Problem set:
1 > Answer these questions about the message on permitting non-indirect links.
(a) According to the message, what kind of links does the HTML Base option work fine for?
(b) Which organization's site move does the message give as its earlier example?
(c) What does the message propose replacing the SOIbase with?
2 > For each statement, say yes or no depending on whether it agrees with the message on permitting non-indirect links, and quote the words from the message that decide it.
(a) Local links are described as hard to manage.
(b) The SGML Formal System Identifier use of SOIbase is called a vast improvement.
(c) The HyTime approach solves the problem even when a whole site moves.
3 > Continue the message on permitting non-indirect links, starting right after its final sentence.

Source excerpt:
============================================================

Re: Permitting non-indirect links

At 12:15 19/1/97 -0800, Joe English wrote:

>Martin, would it serve your needs if instead of providing a
>mechanism for specifying URL components separately, XML
>allowed system identifiers to be specified relative to
>some base identifier, a la FSIs or the HTML3/HTML+ "base"
>attribute?

The HTML Base option works fine for links to locally owned data sets. These
are relatively well catered for as far as shortcuts are concerned. Local
links are also fairly easy to manage - you know their sources and their
likely update cycles, or can arrange to track them. 

What are much more difficult to manage, because you can get no knowledge of
them, are pointers to external data sources. The example I quoted earlier
was NASA's decision to move the site for the Planatery Data System
information, which required all links to the existing data set to be changed
without being able to warn linkers of the change. The SGML Formal System
Identifier use of SOIbase to identify the system source of the relevant file
is a vast improvement here, but if it is used as specified in the standard
you still have to change every entity reference pointing to the site when
the site or directory moves.

One way to alleviate this is to replace the SOIbase with a pointer to a
HyTime location address. Now you only have one point at which you manage one
address for each unique path at the site. You still have problems if the
whole site moves.

============================================================

Dataset rows
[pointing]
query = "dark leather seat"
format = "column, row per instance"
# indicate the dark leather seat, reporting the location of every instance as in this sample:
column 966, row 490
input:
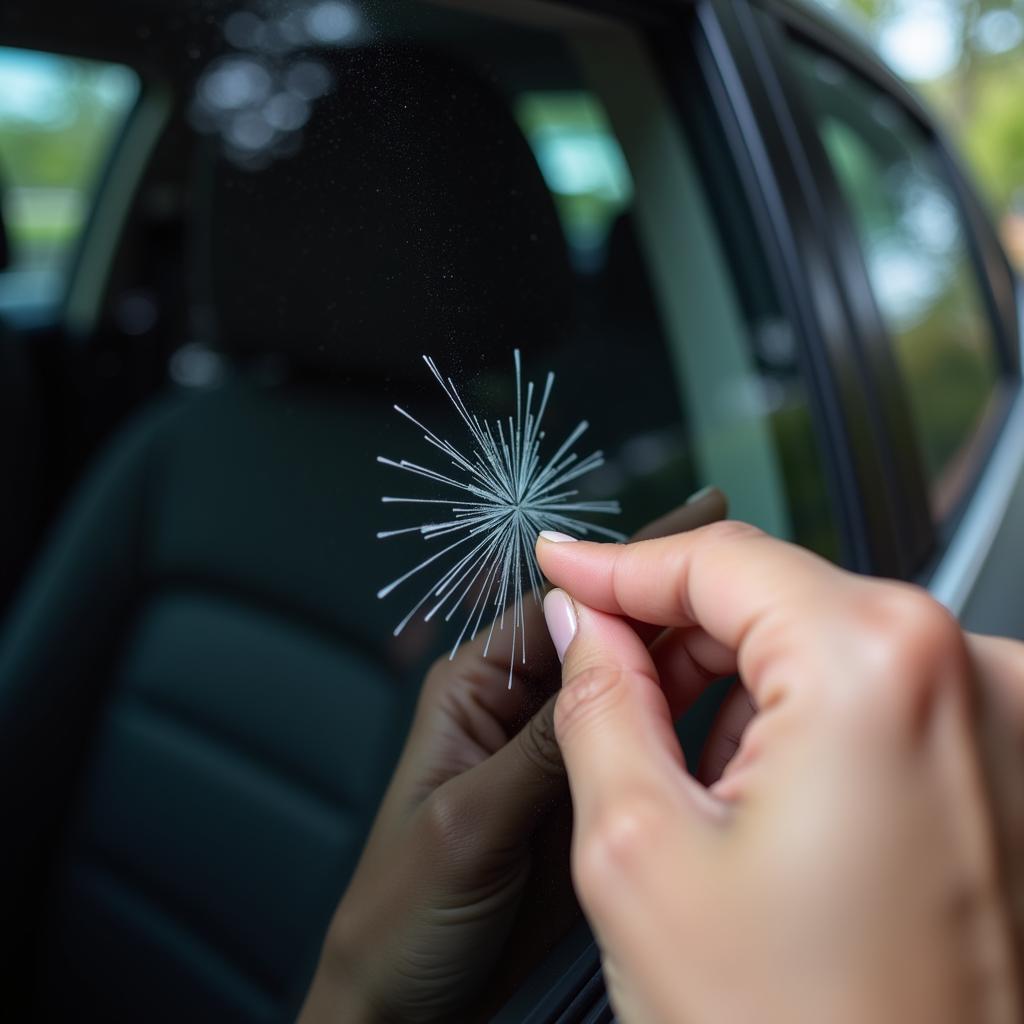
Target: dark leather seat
column 200, row 696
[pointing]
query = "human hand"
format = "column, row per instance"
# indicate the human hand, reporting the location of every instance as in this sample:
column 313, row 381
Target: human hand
column 464, row 879
column 860, row 858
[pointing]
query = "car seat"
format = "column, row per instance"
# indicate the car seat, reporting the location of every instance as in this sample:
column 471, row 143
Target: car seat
column 200, row 696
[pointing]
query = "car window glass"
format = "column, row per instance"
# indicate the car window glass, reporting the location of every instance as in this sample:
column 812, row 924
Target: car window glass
column 919, row 261
column 58, row 118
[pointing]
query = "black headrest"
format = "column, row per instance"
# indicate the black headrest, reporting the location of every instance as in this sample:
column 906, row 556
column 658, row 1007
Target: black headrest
column 413, row 217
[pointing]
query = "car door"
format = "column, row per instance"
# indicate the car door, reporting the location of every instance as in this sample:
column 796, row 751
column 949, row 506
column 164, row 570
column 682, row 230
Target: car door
column 937, row 316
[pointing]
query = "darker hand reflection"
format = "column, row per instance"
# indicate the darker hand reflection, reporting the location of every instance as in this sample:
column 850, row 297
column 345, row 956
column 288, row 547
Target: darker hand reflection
column 464, row 882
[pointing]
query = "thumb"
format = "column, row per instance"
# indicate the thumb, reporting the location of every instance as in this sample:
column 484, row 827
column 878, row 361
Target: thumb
column 508, row 796
column 612, row 720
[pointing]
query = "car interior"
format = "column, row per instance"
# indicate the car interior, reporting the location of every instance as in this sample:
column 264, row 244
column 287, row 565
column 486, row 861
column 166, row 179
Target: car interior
column 201, row 697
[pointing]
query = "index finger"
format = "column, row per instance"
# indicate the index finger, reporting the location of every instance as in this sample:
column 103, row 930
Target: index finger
column 724, row 578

============================================================

Results of the exercise:
1 >
(a) Links to locally owned data sets.
(b) NASA's.
(c) A pointer to a HyTime location address.

2 >
(a) No: "Local links are also fairly easy to manage"
(b) Yes: "is a vast improvement here"
(c) No: "You still have problems if the whole site moves."

3 >
What I was trying to get people to look at is what it takes to manage web
links, which introduce a special set of problems. The problem is that the
time for directory name changes is shorter than that for site name changes,
and that the two overlap. (PDS changed site without changing all of its
directory structure, but did introduce some new structures.) The only way I
can see to alleviate this is to set up location ladders so that you can
manage the site name independently from the directory name. For XML I was
suggesting that these names be separated at capture time so that we could
set up implicit location ladders rather than have to use the full power of
HyTime.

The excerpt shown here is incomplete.